## REQUIRED WORK:
- A) Return everything in the passage on robot self-righting, from "Kessens said that" down to "on the ground.".
- B) In the passage on robot self-righting, where does the software Kessens designed run?
[PASSAGE Boundary: Start]
Kessens said that many times when a robot flips over in an operational environment, the user - the Soldier - can't see the robot, so he has no way of knowing what way the robot is actually sitting on the ground.

"It can be really disorienting when the robot flips over and the camera is staring straight at the sky or the ground, and the operator might not have a good idea of how the robot is configured, which could make it challenging to make the robot return to its upright state," Kessens said.

So Kessens has developed software that, when coupled with information about how a specific robot is designed, generates a set of instructions the robot can use to flip itself back upright.

The software Kessens has designed does not run on the robot. Rather, the software runs on a separate computer, and develops an array of solutions the robot can use to flip itself upright, based on what orientation it might find itself in. Those solutions are then loaded into the robot, and it takes that set of instructions with it wherever it goes.

"One of the nice things about the framework I've been developing is that it takes pre-processed plans and distills them down to something that doesn't take much memory or processing power," he said. "It runs before the robot ever hits the field."
[PASSAGE Boundary: End]
[THE DATA Boundary: Start]
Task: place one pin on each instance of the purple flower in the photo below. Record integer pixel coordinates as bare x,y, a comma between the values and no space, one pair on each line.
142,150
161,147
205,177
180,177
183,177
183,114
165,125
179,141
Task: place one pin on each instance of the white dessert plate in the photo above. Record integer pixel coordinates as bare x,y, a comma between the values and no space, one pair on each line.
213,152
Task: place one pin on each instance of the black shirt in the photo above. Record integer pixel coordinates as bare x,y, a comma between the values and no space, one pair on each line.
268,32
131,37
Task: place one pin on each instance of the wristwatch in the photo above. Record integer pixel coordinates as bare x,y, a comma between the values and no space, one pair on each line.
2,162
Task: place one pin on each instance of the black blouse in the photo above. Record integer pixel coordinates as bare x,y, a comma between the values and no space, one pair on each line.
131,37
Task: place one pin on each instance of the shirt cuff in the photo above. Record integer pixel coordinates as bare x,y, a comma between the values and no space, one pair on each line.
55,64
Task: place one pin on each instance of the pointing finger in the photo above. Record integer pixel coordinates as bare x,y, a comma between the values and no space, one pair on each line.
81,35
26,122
[THE DATA Boundary: End]
[THE DATA Boundary: Start]
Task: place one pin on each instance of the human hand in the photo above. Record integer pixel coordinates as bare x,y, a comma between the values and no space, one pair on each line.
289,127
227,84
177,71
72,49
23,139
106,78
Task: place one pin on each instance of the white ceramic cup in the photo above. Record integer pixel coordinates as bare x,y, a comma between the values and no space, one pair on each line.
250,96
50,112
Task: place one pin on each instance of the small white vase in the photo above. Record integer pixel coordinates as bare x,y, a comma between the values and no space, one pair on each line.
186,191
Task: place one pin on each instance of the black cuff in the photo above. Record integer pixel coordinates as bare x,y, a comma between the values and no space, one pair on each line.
[THE DATA Boundary: End]
## WRITTEN RESPONSES:
- A)
Kessens said that many times when a robot flips over in an operational environment, the user - the Soldier - can't see the robot, so he has no way of knowing what way the robot is actually sitting on the ground.

- B) It runs on a separate computer, not on the robot.